**Goal:**
List each line of the records below that contains the word "rear".

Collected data
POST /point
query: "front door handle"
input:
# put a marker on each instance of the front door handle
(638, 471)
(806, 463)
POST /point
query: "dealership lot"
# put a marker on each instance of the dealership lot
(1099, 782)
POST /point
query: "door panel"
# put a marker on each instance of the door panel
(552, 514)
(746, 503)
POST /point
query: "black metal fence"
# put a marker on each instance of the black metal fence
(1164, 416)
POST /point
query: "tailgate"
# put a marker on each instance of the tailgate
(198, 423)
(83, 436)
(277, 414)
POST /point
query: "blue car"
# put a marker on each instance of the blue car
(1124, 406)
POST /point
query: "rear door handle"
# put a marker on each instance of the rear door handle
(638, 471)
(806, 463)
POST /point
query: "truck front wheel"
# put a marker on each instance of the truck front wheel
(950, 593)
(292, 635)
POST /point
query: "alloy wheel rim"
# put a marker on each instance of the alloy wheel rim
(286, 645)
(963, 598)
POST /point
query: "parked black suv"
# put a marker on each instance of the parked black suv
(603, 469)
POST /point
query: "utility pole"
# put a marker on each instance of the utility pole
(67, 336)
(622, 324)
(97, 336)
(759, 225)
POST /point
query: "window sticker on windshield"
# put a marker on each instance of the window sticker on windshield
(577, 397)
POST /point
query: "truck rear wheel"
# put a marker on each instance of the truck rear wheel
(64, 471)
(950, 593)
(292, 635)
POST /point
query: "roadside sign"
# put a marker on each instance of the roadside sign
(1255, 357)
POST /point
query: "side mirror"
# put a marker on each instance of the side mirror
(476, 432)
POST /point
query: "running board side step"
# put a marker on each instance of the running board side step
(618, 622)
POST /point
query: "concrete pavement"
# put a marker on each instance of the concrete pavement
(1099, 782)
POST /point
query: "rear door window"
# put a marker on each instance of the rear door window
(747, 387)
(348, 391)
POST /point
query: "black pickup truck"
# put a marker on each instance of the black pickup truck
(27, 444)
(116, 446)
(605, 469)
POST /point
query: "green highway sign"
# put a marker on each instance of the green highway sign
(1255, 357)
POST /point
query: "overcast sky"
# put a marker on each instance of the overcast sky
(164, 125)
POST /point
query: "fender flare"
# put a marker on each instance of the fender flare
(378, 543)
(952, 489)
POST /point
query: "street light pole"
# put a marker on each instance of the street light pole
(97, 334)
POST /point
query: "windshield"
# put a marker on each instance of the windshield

**Task output:**
query: "rear door handle"
# put a marker on each instance of the rear door handle
query: "truck rear wheel"
# put a marker on each instance of the truck rear wheel
query: "rear door window"
# put a marker on each instance of the rear door window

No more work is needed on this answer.